■ **WHAT TO DO**: Reproduce the listing below verbatim, keeping every line and character unchanged.
==*==
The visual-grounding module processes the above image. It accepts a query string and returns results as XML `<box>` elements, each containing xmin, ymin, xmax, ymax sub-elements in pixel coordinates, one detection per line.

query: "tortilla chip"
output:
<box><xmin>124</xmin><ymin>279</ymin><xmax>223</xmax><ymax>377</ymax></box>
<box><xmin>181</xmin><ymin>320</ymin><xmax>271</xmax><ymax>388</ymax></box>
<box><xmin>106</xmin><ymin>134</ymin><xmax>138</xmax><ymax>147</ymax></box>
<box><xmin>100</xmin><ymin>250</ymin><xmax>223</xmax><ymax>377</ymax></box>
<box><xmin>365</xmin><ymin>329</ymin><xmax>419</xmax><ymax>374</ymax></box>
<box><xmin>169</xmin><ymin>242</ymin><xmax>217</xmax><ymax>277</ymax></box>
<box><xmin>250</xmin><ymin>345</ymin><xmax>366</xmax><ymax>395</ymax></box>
==*==
■ **FINAL ANSWER**:
The visual-grounding module processes the above image. It accepts a query string and returns results as XML `<box>` elements, each containing xmin, ymin, xmax, ymax sub-elements in pixel coordinates, one detection per line.

query: "tortilla chip"
output:
<box><xmin>124</xmin><ymin>279</ymin><xmax>223</xmax><ymax>377</ymax></box>
<box><xmin>181</xmin><ymin>320</ymin><xmax>271</xmax><ymax>388</ymax></box>
<box><xmin>106</xmin><ymin>134</ymin><xmax>138</xmax><ymax>147</ymax></box>
<box><xmin>100</xmin><ymin>250</ymin><xmax>223</xmax><ymax>377</ymax></box>
<box><xmin>365</xmin><ymin>329</ymin><xmax>419</xmax><ymax>374</ymax></box>
<box><xmin>169</xmin><ymin>242</ymin><xmax>217</xmax><ymax>277</ymax></box>
<box><xmin>250</xmin><ymin>345</ymin><xmax>366</xmax><ymax>395</ymax></box>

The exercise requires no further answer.